== What needs to be done ==
Answer these questions from the Genome@Home FAQ:
1. On what date did the switch over to the server for units without deadlines occur?
2. What is the new GAH core (M3) built off of?
3. Which Stanford University department is the Pande Group in?

*** Opening Document text ***

Frequently Asked Questions (FAQ)

 

Shutdown of the Genome@Home project

What? Why?
Please see our news post at http://www.stanford.edu/group/pandegroup/genome/new.html .

What will happen to the stats?
When the final GAH WUs are accepted (April 15, 2004), we will publish the final GAH stats snapshot and keep the GAH website alive.

What will happen to clients which have the gah preference selected?
We are setting up a server for FAH units without any deadlines. Only clients with gah selection will get assigned to this server. It will take the place of the gah server. This switch over occurred on March 12, 2004.

How do "deadline-less" WUs work?
In FAH, normally we need a deadline since new WUs are made from old (FAH is following a trajectory and we can't know the next step until the previous one is found). For deadlineless WUs, we can't generate the next one, so we'll only do work where we don't need long trajectories, i.e. where we are interested only in the part of a trajectory that can be done in a single WU. There aren't lots of projects like this, but there are enough to justify one server running them.

What will happen to the GAH results?
We are working to make the GAH results publically accessible to all in a variety of formats, including a BLAST search. The GAH results will continue to have scientific usefulness long after the last WU has been returned.

What will happen to the new GAH core?
We are continuing work on the new GAH core (M3). M3 is built off of Tinker 4.x and is poised to replace both the work that the GAH core performs as well as the Tinker core. The science in these two cores has been approaching each other for some time and so it's natural to combine them. We have no ETA for this release and it would appear as a new FAH Tinker core.

Should we now switch to F@H team numbers? My team has team numbers on both GAH and FAH.

After April 15, we will no longer accept GAH WUs and the final GAH stats will be published on our web site.

If no team changes are made in the config, will the existing G@H teams become F@h teams and the individual results show on the F@H stats.

No, we can't, since there is no fair way to merge GAH and FAH stats (since they are inherently different).

What about machines that have to be turned off on nights and weekends (in which case it should still be set on genome@home)?

For machines which won't make FAH deadlines (slower CPU or machines which aren't on frequently), the "no deadline" server is the best choice. You can select it by selecing GAH in the client.




Older Topics:

For questions regarding G@h Classic and Folding@home 3.0, please go here


Project details, big picture:

Who "owns" the results? What will happen to them?

Unlike other distributed computing projects, Genome@home is run by an academic institution (specifically the Pande Group, at Stanford University's Chemistry Department), which is a non-profit institution dedicated to science research and education.

The results from Genome@home will be made available on several levels. First, we put statistics and information about the protein sequences being designed on the web for everyone to see. These are updated daily, and include information about which users contributed which sequences. Second, analysis of the sequences will be submitted to scientific journals for publication, and these journal articles will be posted on the web page after publication. Thirdly, after publication of these scientific articles which analyze the data, the raw data will be available for everyone, including other researchers, here on this web site.

How can I see how many other people are participating? What has been "folded" so far? And how much have I folded so far?

We keep many types of statistics of users and work accomplished on our web page. Check out our main statistics page here. We also keep track of how much work has been done, how many users are signed up and who's currently running here. You can see how many units you have processed so far (as well as all other users) on this page. There's a lot of information, so browse around and see what you can find. Note that not all of the statistics are updated automatically, so there may occasionally be some discrepancies.

*** Closing Document text ***
*** Opening Material supplied ***

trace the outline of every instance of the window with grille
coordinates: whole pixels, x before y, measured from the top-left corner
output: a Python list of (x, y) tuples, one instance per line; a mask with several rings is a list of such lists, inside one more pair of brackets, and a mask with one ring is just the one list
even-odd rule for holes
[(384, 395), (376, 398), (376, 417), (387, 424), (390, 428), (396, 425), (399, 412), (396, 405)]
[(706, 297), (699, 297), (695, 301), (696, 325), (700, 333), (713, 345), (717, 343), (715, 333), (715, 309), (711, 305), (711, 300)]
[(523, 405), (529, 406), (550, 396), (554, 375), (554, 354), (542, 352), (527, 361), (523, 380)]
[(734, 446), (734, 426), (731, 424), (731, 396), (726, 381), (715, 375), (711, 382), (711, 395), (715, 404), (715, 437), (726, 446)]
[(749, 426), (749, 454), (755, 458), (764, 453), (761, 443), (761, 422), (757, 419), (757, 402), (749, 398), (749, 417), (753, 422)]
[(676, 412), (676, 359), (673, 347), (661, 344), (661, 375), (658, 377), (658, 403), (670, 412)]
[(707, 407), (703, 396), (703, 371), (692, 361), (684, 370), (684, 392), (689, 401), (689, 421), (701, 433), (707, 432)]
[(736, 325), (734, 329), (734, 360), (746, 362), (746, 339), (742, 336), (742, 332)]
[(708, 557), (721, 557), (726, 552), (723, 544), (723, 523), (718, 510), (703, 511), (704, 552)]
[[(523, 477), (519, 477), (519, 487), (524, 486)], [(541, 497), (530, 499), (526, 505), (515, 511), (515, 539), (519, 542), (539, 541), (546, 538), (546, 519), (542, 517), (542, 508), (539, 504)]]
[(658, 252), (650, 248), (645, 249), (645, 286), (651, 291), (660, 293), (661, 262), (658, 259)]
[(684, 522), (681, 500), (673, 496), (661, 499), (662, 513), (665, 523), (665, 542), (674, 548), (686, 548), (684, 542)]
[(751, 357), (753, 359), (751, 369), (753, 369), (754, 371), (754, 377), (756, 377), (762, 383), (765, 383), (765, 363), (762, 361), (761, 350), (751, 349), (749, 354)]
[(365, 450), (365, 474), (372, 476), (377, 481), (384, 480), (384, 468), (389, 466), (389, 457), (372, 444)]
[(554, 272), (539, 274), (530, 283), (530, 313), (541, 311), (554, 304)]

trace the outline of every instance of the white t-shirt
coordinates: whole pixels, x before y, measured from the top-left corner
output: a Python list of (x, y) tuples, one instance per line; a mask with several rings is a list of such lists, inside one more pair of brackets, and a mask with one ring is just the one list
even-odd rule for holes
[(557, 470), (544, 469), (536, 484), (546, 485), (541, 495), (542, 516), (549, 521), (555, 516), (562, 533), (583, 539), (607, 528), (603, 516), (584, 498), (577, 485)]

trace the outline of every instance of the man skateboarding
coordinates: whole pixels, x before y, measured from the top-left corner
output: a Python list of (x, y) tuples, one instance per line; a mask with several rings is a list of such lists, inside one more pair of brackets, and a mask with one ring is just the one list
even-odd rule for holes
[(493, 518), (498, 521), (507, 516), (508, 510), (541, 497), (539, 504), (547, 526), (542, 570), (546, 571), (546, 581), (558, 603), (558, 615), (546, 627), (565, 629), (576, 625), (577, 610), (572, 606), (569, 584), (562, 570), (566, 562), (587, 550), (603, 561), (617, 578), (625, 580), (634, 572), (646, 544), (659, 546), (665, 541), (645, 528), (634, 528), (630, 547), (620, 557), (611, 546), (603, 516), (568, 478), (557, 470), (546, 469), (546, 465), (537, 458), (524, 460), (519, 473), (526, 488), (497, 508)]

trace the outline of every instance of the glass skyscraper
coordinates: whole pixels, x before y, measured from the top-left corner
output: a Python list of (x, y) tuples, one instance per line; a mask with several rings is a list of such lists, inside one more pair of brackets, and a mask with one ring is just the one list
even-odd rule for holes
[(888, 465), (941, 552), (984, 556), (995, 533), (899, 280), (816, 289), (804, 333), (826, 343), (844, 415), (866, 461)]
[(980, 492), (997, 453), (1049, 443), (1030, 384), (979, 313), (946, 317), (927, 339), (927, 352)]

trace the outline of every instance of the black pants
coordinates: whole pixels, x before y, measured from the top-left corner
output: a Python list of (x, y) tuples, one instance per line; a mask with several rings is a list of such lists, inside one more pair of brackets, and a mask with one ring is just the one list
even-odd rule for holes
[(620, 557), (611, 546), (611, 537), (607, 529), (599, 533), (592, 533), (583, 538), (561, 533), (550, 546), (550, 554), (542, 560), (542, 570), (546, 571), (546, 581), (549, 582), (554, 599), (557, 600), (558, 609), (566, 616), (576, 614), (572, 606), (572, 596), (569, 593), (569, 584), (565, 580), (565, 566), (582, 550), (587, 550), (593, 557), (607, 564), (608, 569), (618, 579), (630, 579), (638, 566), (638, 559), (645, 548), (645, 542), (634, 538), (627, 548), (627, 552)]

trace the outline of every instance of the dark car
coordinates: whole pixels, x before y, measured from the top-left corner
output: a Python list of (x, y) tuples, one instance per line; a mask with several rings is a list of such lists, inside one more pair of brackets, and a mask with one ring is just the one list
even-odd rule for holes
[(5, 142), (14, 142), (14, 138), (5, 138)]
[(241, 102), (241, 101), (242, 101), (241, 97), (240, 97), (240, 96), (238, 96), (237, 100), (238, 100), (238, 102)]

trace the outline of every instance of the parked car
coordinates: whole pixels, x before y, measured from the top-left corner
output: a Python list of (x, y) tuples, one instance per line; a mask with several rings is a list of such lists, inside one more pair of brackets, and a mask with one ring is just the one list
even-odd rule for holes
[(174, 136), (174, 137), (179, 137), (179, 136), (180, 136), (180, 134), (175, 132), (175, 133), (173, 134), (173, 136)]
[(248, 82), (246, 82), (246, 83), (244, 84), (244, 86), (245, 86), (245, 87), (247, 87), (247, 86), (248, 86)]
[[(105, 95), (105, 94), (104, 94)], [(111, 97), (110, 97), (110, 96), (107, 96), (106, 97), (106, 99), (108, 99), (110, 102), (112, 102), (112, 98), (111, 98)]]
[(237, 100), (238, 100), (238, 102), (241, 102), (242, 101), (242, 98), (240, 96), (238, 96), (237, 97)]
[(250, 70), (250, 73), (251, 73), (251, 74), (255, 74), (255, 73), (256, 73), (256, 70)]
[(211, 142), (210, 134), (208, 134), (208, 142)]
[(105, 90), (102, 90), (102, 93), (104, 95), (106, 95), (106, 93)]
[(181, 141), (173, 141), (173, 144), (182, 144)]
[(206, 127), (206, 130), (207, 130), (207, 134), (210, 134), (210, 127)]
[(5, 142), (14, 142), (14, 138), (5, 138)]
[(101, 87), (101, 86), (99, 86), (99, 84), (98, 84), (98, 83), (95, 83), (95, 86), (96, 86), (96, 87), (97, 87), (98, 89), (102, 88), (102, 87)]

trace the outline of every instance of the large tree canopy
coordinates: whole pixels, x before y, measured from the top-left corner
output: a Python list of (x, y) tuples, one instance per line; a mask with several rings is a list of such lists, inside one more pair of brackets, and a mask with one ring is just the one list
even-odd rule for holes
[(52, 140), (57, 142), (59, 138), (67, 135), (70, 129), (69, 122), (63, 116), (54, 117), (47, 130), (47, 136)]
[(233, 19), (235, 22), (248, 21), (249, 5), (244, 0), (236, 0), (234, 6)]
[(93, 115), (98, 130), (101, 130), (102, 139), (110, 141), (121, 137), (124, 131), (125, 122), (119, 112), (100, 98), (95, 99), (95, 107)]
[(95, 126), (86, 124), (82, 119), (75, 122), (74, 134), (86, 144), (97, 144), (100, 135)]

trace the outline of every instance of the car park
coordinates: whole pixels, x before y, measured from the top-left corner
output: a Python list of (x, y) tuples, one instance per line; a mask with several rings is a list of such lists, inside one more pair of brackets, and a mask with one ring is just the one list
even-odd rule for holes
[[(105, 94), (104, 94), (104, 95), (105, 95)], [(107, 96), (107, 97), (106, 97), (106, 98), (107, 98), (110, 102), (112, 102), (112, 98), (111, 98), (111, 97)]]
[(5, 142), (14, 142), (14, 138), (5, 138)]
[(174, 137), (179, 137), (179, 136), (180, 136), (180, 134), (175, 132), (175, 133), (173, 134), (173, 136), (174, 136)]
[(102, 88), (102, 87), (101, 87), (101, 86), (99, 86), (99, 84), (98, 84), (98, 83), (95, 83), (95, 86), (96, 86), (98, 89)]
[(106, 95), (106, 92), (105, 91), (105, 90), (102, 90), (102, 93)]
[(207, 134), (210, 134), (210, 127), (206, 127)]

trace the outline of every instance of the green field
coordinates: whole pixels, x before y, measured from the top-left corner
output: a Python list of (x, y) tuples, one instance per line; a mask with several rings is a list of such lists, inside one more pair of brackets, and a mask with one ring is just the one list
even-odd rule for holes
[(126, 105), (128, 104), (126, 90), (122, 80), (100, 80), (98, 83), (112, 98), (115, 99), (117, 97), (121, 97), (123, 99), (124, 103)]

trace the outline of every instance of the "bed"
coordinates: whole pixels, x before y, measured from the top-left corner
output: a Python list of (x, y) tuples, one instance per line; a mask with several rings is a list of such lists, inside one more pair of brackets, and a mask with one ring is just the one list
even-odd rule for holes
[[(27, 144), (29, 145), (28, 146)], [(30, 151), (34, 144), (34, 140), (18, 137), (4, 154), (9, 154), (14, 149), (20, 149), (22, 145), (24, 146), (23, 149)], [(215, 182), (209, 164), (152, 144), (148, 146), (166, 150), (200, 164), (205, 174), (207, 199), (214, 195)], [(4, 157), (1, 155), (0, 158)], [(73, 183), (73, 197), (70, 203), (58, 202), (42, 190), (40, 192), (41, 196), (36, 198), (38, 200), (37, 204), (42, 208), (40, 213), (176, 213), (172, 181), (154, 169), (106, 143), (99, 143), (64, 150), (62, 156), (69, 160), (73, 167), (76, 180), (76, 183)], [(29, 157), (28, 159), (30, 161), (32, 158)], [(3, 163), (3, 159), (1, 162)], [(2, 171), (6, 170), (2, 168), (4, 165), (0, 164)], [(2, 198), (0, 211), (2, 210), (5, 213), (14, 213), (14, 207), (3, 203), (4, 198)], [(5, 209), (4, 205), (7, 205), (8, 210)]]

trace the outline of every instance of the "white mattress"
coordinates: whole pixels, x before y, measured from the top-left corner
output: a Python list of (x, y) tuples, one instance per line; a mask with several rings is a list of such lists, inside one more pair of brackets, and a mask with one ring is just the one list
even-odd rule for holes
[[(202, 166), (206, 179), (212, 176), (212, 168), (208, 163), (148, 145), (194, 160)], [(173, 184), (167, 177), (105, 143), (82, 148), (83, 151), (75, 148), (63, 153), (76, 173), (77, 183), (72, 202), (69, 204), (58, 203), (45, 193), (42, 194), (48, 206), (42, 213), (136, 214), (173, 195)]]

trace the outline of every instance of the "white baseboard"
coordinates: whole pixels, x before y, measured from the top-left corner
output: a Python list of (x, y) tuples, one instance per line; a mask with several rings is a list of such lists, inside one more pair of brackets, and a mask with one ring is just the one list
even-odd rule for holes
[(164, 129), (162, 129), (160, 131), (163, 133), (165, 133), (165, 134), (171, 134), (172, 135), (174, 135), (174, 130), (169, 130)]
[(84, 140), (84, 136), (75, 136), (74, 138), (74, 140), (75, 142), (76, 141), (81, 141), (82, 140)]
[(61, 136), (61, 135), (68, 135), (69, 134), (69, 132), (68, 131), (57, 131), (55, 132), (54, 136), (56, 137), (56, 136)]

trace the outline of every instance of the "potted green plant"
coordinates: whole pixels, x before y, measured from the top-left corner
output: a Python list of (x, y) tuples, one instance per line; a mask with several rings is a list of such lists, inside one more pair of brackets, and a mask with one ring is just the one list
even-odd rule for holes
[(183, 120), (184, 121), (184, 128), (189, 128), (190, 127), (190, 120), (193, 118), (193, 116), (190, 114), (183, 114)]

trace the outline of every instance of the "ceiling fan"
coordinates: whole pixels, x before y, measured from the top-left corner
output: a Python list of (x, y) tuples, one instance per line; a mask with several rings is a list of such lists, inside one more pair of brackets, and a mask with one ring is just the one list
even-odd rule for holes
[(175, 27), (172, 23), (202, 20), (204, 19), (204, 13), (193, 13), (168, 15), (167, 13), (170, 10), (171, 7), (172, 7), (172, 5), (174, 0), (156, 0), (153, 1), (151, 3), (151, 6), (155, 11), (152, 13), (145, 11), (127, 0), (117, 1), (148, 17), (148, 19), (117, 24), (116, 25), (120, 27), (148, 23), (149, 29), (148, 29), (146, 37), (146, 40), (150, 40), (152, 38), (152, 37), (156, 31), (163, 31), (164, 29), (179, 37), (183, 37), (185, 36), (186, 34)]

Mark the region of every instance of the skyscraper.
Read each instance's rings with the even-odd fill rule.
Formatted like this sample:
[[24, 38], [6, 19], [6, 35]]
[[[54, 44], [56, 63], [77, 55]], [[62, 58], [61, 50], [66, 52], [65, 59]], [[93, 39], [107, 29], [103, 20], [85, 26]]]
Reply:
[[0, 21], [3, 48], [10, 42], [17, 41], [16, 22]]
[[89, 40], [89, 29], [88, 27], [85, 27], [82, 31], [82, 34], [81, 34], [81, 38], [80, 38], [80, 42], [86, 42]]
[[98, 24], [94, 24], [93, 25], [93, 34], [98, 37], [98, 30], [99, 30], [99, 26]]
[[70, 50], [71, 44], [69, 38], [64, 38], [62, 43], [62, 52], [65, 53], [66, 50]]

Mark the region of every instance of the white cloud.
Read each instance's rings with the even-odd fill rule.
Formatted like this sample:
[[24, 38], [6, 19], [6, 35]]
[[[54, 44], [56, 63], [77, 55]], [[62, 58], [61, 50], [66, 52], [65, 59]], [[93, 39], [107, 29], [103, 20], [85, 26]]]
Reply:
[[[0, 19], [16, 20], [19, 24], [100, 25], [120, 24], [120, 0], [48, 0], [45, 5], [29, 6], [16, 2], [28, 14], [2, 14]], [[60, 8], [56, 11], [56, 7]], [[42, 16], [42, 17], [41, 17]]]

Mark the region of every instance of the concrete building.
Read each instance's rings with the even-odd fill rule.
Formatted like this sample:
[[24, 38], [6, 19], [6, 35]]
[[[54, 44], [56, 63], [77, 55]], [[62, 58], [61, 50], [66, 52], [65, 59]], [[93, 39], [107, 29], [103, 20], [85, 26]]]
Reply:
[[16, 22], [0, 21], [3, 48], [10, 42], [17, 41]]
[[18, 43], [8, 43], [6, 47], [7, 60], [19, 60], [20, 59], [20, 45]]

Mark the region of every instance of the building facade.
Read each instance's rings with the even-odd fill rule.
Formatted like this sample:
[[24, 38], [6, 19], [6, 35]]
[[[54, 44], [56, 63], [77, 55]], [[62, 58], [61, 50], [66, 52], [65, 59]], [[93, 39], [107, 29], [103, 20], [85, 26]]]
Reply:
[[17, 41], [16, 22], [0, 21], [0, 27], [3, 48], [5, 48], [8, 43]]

*** Closing Material supplied ***

== Answer for this exercise ==
1. March 12, 2004
2. Tinker 4.x
3. The Chemistry Department